▶ Given request
Omit the pictures, then write out every entry exactly as it reads.

▶ Provided material
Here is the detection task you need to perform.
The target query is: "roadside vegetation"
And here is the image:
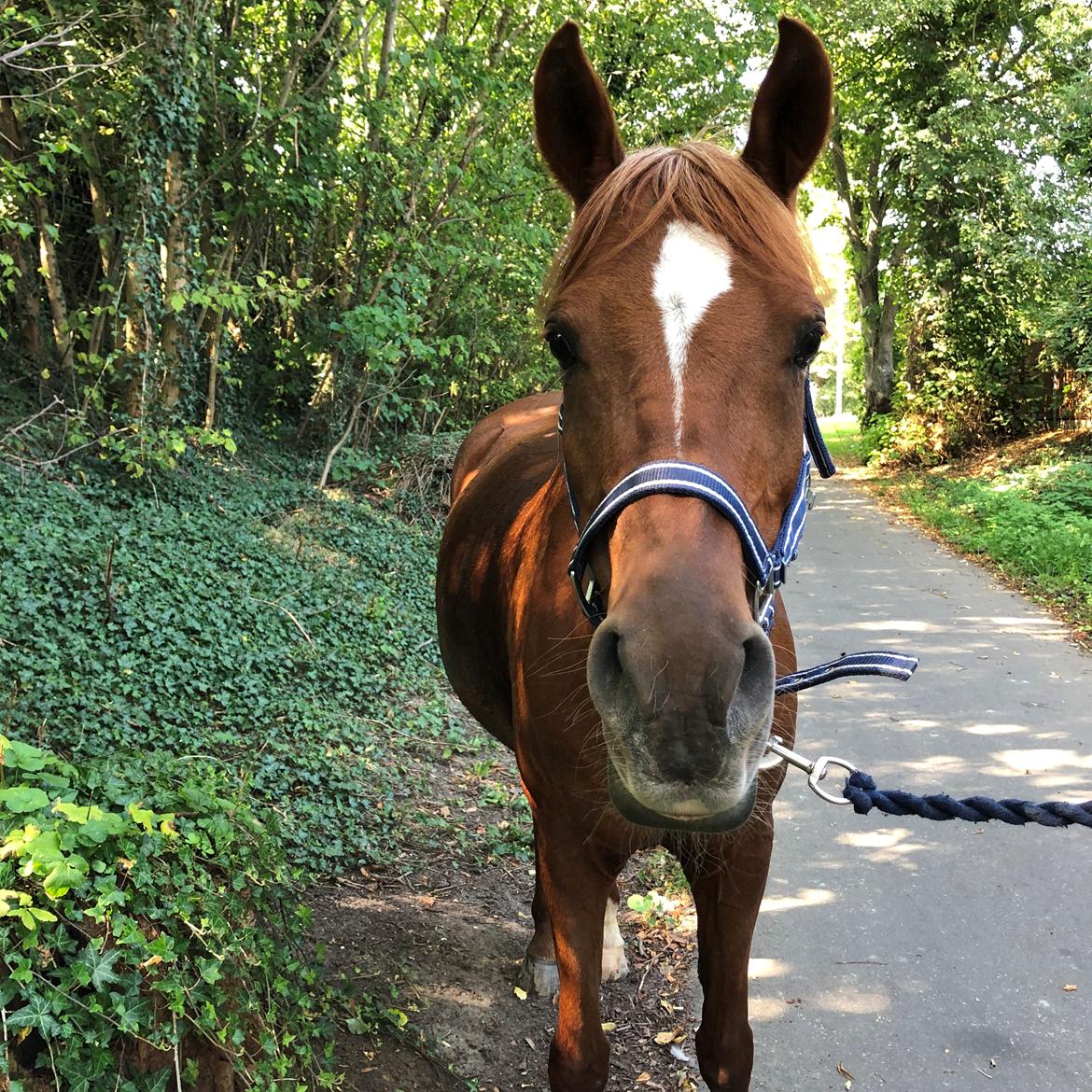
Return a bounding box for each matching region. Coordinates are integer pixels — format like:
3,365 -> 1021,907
0,447 -> 529,1092
0,0 -> 1092,1092
823,420 -> 1092,640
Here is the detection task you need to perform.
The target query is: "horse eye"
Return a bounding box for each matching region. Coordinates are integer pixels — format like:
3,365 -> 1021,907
792,322 -> 827,368
546,328 -> 577,368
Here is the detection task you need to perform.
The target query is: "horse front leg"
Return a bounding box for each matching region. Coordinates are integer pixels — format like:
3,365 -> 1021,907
535,814 -> 617,1092
672,817 -> 773,1092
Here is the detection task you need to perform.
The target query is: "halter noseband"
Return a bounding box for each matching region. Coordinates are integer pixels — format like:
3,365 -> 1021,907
557,383 -> 917,693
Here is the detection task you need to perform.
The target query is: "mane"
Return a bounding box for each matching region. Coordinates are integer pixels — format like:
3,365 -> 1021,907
542,141 -> 826,310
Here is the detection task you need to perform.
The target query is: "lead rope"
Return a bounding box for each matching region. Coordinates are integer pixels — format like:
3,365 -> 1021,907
766,736 -> 1092,828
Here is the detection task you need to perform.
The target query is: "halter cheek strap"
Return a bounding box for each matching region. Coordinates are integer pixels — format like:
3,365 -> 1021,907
557,384 -> 917,693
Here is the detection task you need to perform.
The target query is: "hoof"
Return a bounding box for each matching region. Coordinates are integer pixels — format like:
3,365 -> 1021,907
515,953 -> 558,997
603,945 -> 629,982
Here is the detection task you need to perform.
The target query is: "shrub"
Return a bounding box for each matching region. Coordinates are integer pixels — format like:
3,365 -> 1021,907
0,736 -> 331,1092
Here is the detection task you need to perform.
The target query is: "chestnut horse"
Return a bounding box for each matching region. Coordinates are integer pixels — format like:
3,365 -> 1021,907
437,19 -> 831,1092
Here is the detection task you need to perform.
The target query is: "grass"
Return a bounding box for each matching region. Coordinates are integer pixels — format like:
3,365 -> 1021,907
823,422 -> 1092,637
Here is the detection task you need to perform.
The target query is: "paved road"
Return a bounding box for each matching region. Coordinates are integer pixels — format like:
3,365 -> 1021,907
751,480 -> 1092,1092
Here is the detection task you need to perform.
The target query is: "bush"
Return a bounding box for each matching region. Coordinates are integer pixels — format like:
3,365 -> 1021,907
0,457 -> 450,873
0,736 -> 332,1092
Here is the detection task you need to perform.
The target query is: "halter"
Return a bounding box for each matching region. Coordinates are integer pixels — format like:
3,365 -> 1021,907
557,383 -> 917,693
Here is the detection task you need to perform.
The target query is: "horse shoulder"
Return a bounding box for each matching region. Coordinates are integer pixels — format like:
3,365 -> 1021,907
437,396 -> 564,746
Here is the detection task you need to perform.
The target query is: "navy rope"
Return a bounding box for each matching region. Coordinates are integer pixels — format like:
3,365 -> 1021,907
773,651 -> 917,694
842,770 -> 1092,827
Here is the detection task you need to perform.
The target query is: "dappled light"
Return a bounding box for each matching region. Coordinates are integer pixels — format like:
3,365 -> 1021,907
759,888 -> 835,914
809,985 -> 891,1015
962,724 -> 1028,736
747,956 -> 792,978
836,827 -> 930,868
984,747 -> 1092,791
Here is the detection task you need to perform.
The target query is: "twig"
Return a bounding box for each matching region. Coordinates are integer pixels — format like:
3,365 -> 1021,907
250,595 -> 311,644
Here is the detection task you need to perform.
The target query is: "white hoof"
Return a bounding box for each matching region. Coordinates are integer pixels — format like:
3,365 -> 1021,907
603,945 -> 629,982
516,953 -> 558,997
603,899 -> 629,982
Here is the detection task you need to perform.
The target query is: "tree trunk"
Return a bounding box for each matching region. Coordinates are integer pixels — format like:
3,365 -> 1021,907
160,140 -> 189,406
32,193 -> 73,394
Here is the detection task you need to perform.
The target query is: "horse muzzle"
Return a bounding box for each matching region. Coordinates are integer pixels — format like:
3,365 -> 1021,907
587,616 -> 775,833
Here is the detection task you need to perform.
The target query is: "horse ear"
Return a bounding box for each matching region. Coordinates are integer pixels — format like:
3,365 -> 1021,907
534,21 -> 624,208
743,19 -> 834,205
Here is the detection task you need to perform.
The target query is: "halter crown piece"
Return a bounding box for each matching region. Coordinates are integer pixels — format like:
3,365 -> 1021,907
557,383 -> 917,693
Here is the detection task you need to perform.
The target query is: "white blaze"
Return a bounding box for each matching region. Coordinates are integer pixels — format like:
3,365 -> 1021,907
651,220 -> 732,451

▶ Output of the task
Here is the detection task you need to perform.
The target query is: "roadside vegetation"
And here is the image:
Return a bounding box for each matching region. Coordinates are integer pixels — format like:
3,365 -> 1021,907
0,447 -> 529,1092
0,0 -> 1092,1092
823,420 -> 1092,640
Here is the detection task you need to perform.
The target query is: "horse eye"
Return a bounding box for each matching region. Coordinates are integer pixels — format like:
3,365 -> 1021,907
792,322 -> 827,368
546,328 -> 577,368
Here is the detection task you need to perform.
The target query is: "horse front leg"
Return a bounding box for each matching region. Coordinates are integer pixels — format like:
3,365 -> 1021,907
535,814 -> 617,1092
672,817 -> 773,1092
Here is the detection task you need to perform.
The target query is: "halter noseband"
Return a bounding box for each matching region. Coordinates are integer pixels — format like:
3,365 -> 1021,907
557,383 -> 917,693
Here is the detection task you need to perform.
The target query is: "mane"
Return a bounding box for each matching region. Coordinates are integer pixels — format like:
3,365 -> 1021,907
542,141 -> 826,310
Here is the detection task you need to perform.
The target query is: "lead rope"
Return a bounding box for each matching region. Coordinates are integer pixels — format like:
3,365 -> 1021,907
766,736 -> 1092,828
Here is the detection task you need to perform.
The target query is: "halter cheek strap"
Return a bounding box for each matching region. Coordinates are integer pixels — format like:
3,365 -> 1021,907
557,384 -> 917,693
Here is the detection task you need to perform.
The target query is: "hoof"
Return a bounding box for each matching region. Coordinates are integer pixels — format like:
3,365 -> 1021,907
515,953 -> 558,997
603,945 -> 629,982
Here is the detection task you need to perform.
The target query is: "shrub"
Return a bounding box for each matching region. Coordinates are integer pixels — format like:
3,365 -> 1021,907
0,736 -> 331,1092
Here is the detection task you need to perform.
The target query is: "chestnut horse"
Return a bounding box for each matching region. Coordinates are integer pixels — format like:
3,365 -> 1021,907
437,19 -> 831,1092
Here is the detection task you need to perform.
The target query is: "grass"
Return a bounding box for each matching region. Coordinates are integer pixels — format like:
3,365 -> 1021,907
823,422 -> 1092,637
Here is the detection task you need to perform.
The target query is: "paved road"
Return a bounding box for each matching region. Coordinates are integer pixels — format like:
3,365 -> 1021,907
751,480 -> 1092,1092
Here is the detection task you need to perform.
The target query is: "bush"
Return a bounding box for each matching region. Coordinates are integer pixels — format like:
3,365 -> 1021,907
0,457 -> 450,873
0,736 -> 332,1092
Here is the detection task you need to perform.
The target query is: "halter"
Return a bounding box for each matching region. Coordinates are integer pixels — format like:
3,365 -> 1021,907
557,383 -> 917,693
Here is the detection task you need to perform.
The target query is: "horse shoulder"
Return a bounding box for each matching region. Coordinates are integer pixels — format like:
3,365 -> 1021,907
437,396 -> 564,746
Here is the detection task you need to perform.
The target query is: "navy rope"
Return a bounding box for each matching region. Coordinates are integer pixels — format like:
3,365 -> 1021,907
773,651 -> 917,694
842,770 -> 1092,827
Here is the detection task you need to perform.
The target query is: "dappled light"
Return a bounding box for each matching region. Coordinates are integer pixels — format like:
3,365 -> 1021,907
759,888 -> 835,914
809,985 -> 891,1015
962,724 -> 1028,736
747,956 -> 792,978
836,827 -> 930,868
984,747 -> 1092,791
Here is the detection task you need to perform.
The target query is: "twig"
Return a bounding box for each matching region. Coordinates are integer pixels — format like:
3,365 -> 1021,907
250,595 -> 311,644
Here is the detection task you need to perform.
The target query is: "white hoof"
Return a bounding box for each matching region. Coordinates are integer pixels — format like:
3,365 -> 1021,907
603,945 -> 629,982
516,953 -> 558,997
603,899 -> 629,982
Here is the detection task you need to perform.
The target query is: "tree trunk"
Return a bounding box for each matching region. Coordinates are integer pixels — format like:
3,365 -> 1021,907
160,140 -> 189,406
32,193 -> 73,394
Here is the detection task you need to perform.
The target query is: "horse muzzle"
Return a bounding box for each matching region. Coordinates are integer pixels — format like:
3,365 -> 1021,907
587,616 -> 775,833
Here is the detection task you need to perform.
The target query is: "horse ear"
Return a bounding box for each matching region. Coordinates are integer pixels — format like:
3,365 -> 1021,907
534,21 -> 624,208
743,19 -> 834,205
Here is the detection task you need to perform.
The target query is: "halter crown piece"
Return a bounding box for each matching region. Coordinates are integer pixels — format like:
3,365 -> 1021,907
557,383 -> 917,693
Here is the detection task you need to perform.
The target query is: "white blaze"
Return a bounding box for each matching region. Coordinates are integer pixels — format like:
3,365 -> 1021,907
651,220 -> 732,451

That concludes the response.